**DATA FOR THIS EXERCISE:**
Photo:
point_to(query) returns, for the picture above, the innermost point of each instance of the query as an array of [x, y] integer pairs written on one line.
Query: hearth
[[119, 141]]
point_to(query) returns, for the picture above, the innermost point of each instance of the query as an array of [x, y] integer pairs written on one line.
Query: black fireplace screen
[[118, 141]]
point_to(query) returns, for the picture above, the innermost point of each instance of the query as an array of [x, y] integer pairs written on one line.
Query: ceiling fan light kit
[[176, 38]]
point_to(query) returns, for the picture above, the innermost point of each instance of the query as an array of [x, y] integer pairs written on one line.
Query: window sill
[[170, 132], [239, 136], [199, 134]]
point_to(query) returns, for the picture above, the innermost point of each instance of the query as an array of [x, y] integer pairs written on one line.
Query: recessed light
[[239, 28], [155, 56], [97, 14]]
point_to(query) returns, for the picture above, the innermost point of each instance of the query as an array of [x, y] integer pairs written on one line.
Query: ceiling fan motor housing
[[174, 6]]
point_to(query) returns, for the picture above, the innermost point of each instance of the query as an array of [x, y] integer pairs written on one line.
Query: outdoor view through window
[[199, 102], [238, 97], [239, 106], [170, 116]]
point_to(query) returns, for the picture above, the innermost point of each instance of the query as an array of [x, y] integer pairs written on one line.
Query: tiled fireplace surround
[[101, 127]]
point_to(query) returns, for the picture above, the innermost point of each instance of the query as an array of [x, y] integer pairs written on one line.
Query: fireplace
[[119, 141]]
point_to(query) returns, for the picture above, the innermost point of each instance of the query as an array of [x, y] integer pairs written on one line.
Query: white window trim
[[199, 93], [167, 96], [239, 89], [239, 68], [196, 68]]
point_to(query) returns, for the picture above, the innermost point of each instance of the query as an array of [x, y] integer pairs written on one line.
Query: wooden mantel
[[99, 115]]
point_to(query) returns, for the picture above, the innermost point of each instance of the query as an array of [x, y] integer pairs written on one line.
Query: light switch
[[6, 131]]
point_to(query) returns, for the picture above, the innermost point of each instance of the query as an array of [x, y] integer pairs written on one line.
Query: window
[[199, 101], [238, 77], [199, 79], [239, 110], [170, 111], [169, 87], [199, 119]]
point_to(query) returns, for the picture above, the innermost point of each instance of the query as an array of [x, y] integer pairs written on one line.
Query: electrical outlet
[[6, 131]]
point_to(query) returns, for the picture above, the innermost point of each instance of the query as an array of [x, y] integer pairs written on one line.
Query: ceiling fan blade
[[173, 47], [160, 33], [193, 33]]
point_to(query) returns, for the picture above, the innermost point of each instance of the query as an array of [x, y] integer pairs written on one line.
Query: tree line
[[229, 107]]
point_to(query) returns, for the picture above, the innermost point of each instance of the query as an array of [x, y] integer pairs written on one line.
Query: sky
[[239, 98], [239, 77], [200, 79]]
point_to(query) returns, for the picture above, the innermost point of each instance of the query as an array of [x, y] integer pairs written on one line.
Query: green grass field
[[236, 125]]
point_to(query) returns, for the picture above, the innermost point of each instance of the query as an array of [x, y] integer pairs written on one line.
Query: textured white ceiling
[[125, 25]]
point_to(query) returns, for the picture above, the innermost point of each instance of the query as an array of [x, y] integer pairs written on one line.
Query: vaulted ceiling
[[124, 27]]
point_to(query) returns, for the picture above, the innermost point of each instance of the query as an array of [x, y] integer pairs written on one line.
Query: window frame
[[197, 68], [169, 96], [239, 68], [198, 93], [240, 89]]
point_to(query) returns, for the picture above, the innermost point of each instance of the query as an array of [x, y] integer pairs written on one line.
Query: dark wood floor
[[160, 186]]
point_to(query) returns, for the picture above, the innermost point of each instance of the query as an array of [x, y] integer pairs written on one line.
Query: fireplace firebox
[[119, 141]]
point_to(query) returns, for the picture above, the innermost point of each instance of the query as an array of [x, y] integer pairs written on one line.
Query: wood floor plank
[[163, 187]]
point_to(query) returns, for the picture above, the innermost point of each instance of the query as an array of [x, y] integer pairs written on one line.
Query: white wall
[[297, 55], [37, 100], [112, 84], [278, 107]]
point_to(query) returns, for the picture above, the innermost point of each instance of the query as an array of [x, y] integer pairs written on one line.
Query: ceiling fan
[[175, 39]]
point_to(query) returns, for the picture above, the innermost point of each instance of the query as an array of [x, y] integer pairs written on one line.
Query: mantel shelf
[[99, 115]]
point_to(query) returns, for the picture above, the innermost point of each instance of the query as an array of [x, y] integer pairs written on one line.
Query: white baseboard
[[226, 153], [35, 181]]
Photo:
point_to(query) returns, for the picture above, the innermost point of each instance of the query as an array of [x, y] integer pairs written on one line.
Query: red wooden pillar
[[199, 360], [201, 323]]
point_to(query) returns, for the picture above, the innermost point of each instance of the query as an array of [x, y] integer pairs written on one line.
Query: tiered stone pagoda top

**YOUR TASK:** Retype the listing exactly. Leave nothing out.

**ANSWER FOR THIS EXERCISE:**
Photo:
point_to(query) returns, for the picture above, the innermost point of each instance of the query as an array of [x, y] integer pairs written on one line.
Query: hearth
[[119, 141]]
point_to(query) returns, for the picture above, the innermost point of each instance of the query as an array of [x, y] integer pairs written on one line.
Query: black fireplace screen
[[118, 141]]
point_to(query) returns, for the picture above, the innermost point of each instance of the query as an array of [x, y] integer pairs written on one line.
Query: ceiling fan light kit
[[176, 38]]
point_to(query) returns, for the picture above, the innermost point of each instance of the query as an array of [x, y] integer pairs written on one line.
Query: window sill
[[170, 132], [239, 136], [199, 134]]
point_to(query) returns, for the picture above, the innermost point of each instance of the query as an array of [x, y] integer pairs written on one line.
Query: recessed light
[[239, 28], [155, 56], [97, 14]]
point_to(query) returns, for the picture above, the innermost point of each instance of the query as an array of [x, y] integer pairs written on one line.
Query: ceiling fan motor housing
[[174, 6]]
point_to(query) returns, for the picture above, the innermost point of each instance of the query as an array of [x, y] integer pairs written on one line.
Query: outdoor view through window
[[199, 102], [238, 97], [239, 106], [170, 116]]
point_to(query) returns, for the picture above, the innermost point of each instance of the query as an array of [x, y] integer pairs written on one line.
Query: tiled fireplace surround
[[101, 127]]
point_to(query) returns, for the picture above, the innermost point of each instance of the query as an array of [x, y] integer pairs written on one line.
Query: fireplace
[[119, 141]]
point_to(query) returns, for the picture above, the innermost point of each instance of the query as an array of [x, y] integer pairs written on one line.
Query: white window trim
[[199, 93], [167, 96], [239, 89], [239, 68], [196, 68]]
point_to(query) returns, for the picture above, the innermost point of each instance of the query as an array of [x, y] integer pairs written on one line.
Query: wooden mantel
[[99, 115]]
point_to(query) returns, for the picture above, the innermost point of each instance of the query as an array of [x, y] integer pairs written on one line.
Query: light switch
[[6, 131]]
point_to(query) returns, for the picture above, the innermost point of each instance of the query as an array of [x, y] integer pairs written on one line.
Query: window
[[199, 101], [238, 77], [199, 79], [239, 110], [170, 111], [169, 87], [199, 119]]
point_to(query) returns, for the picture above, the innermost point of each instance of the query as an array of [x, y] integer pairs written on one line.
Query: electrical outlet
[[6, 131]]
point_to(query) returns, for the picture above, the innermost point of each instance of the query as an array of [x, y] integer pairs written on one line.
Query: ceiling fan blade
[[173, 47], [160, 33], [193, 33]]
point_to(query) returns, for the picture above, the innermost point of each instance of the query as an array of [x, y] integer pairs written on one line.
Query: tree line
[[229, 107]]
point_to(query) returns, for the picture above, the innermost point of each instance of the query as an array of [x, y] integer pairs written on one line.
Query: sky
[[239, 98], [239, 77], [200, 79]]
point_to(query) returns, for the picture above, the innermost point of each instance of the query as an array of [x, y] integer pairs written on one line.
Query: green grass field
[[236, 125]]
point_to(query) returns, for the picture above, the innermost point of each instance of the query as an array of [x, y] integer pairs written on one line.
Query: textured white ceiling
[[125, 25]]
point_to(query) returns, for the picture above, the innermost point of each instance of the query as an array of [x, y] integer pairs written on one line.
Query: vaulted ceiling
[[124, 27]]
point_to(query) returns, for the picture above, the innermost point of each instance of the query as an array of [x, y] integer pairs written on one line.
Query: window frame
[[197, 68], [169, 96], [239, 68], [198, 93], [240, 89]]
point_to(query) returns, for the picture above, the innermost point of each instance of the query as an array of [x, y] integer pairs written on one line.
Query: dark wood floor
[[160, 186]]
point_to(query) returns, for the picture above, the innermost point of each instance of the query as an array of [x, y] integer pairs written on one line.
Query: fireplace firebox
[[119, 141]]
point_to(query) returns, for the picture above, the innermost point of each instance of the query as an array of [x, y] integer pairs written on one line.
Query: wood floor plank
[[163, 187]]
point_to(query) returns, for the picture above, the innermost point of each instance of the query as an array of [x, y] integer pairs written on one line.
Query: white wall
[[297, 55], [37, 100], [112, 84], [278, 107]]
point_to(query) returns, for the picture above, the innermost point of each instance of the query as an array of [x, y] integer pairs written on one line.
Query: ceiling fan
[[175, 39]]
point_to(query) returns, for the picture above, the innermost point of each instance of the query as an array of [x, y] integer pairs written on one line.
Query: mantel shelf
[[99, 115]]
point_to(query) returns, for the picture above, the innermost point of each instance of the query as an array of [x, y] integer pairs written on one line.
Query: white baseboard
[[226, 153], [35, 181]]
Photo:
point_to(query) returns, for the picture above, the innermost point of each instance of the query as an array of [x, y] integer pairs written on one line.
Query: red wooden pillar
[[199, 360], [201, 323]]
point_to(query) returns, for the picture above, the innermost point of each instance of the query as an array of [x, y] integer pairs written on one line.
Query: tiered stone pagoda top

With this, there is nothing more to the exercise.